WORK TO DO:
#1 Quote the arm64 page table patch below word for word, from "There is no" up to and including "can fix this.".
#2 Extend the arm64 memory removal patch printed below, picking up right after its final line.

EXTRACT TO READ:
·····
[RFC PATCH] arm64: mm: Fix kernel page tables incorrectly deleted during memory removal

From: Wupeng Ma
Date: Mon Jul 17 2023 - 07:52:02 EST


From: Ma Wupeng <mawupeng1@xxxxxxxxxx>

During our test, we found that kernel page table may be unexpectedly
cleared with rodata off. The root cause is that the kernel page is
initialized with pud size(1G block mapping) while offline is memory
block size(MIN_MEMORY_BLOCK_SIZE 128M), eg, if 2G memory is hot-added,
when offline a memory block, the call trace is shown below,

offline_and_remove_memory
try_remove_memory
arch_remove_memory
__remove_pgd_mapping
unmap_hotplug_range
unmap_hotplug_p4d_range
unmap_hotplug_pud_range
if (pud_sect(pud))
pud_clear(pudp);

There is no issue for block mapping with pmd level(2M) because the
memory block size is aligned with 2M.

Commit f0b13ee23241 ("arm64/sparsemem: reduce SECTION_SIZE_BITS") reduces
SECTION_SIZE_BITS from arm64, this make memory section size less than pud
size possible. Since only hotadded memory can be removed for arm64 due to
commit bbd6ec605c0f ("arm64/mm: Enable memory hot remove"), stop using pud
size kernel page entry during memory hot join can fix this.

Fixes: f0b13ee23241 ("arm64/sparsemem: reduce SECTION_SIZE_BITS")
Signed-off-by: Ma Wupeng <mawupeng1@xxxxxxxxxx>
---
arch/arm64/mm/mmu.c | 5 +++--
1 file changed, 3 insertions(+), 2 deletions(-)
·····
SUPPLIED DATA:
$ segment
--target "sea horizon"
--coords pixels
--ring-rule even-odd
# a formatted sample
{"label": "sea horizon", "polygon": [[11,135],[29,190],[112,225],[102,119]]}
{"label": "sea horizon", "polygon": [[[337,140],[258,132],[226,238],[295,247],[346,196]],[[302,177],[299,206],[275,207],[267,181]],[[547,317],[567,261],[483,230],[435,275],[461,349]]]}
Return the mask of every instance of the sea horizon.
·····
RESPONSES:
#1
There is no issue for block mapping with pmd level(2M) because the
memory block size is aligned with 2M.

Commit f0b13ee23241 ("arm64/sparsemem: reduce SECTION_SIZE_BITS") reduces
SECTION_SIZE_BITS from arm64, this make memory section size less than pud
size possible. Since only hotadded memory can be removed for arm64 due to
commit bbd6ec605c0f ("arm64/mm: Enable memory hot remove"), stop using pud
size kernel page entry during memory hot join can fix this.

#2
diff --git a/arch/arm64/mm/mmu.c b/arch/arm64/mm/mmu.c
index 95d360805f8a..44c724ce4f70 100644
--- a/arch/arm64/mm/mmu.c
+++ b/arch/arm64/mm/mmu.c
@@ -44,6 +44,7 @@
#define NO_BLOCK_MAPPINGS BIT(0)
#define NO_CONT_MAPPINGS BIT(1)
#define NO_EXEC_MAPPINGS BIT(2) /* assumes FEAT_HPDS is not used */
+#define NO_PUD_MAPPINGS BIT(3)

int idmap_t0sz __ro_after_init;

@@ -344,7 +345,7 @@ static void alloc_init_pud(pgd_t *pgdp, unsigned long addr, unsigned long end,
*/
if (pud_sect_supported() &&
((addr | next | phys) & ~PUD_MASK) == 0 &&
- (flags & NO_BLOCK_MAPPINGS) == 0) {
+ (flags & (NO_BLOCK_MAPPINGS | NO_PUD_MAPPINGS)) == 0) {
pud_set_huge(pudp, phys, prot);

/*
@@ -1305,7 +1306,7 @@ struct range arch_get_mappable_range(void)
int arch_add_memory(int nid, u64 start, u64 size,
struct mhp_params *params)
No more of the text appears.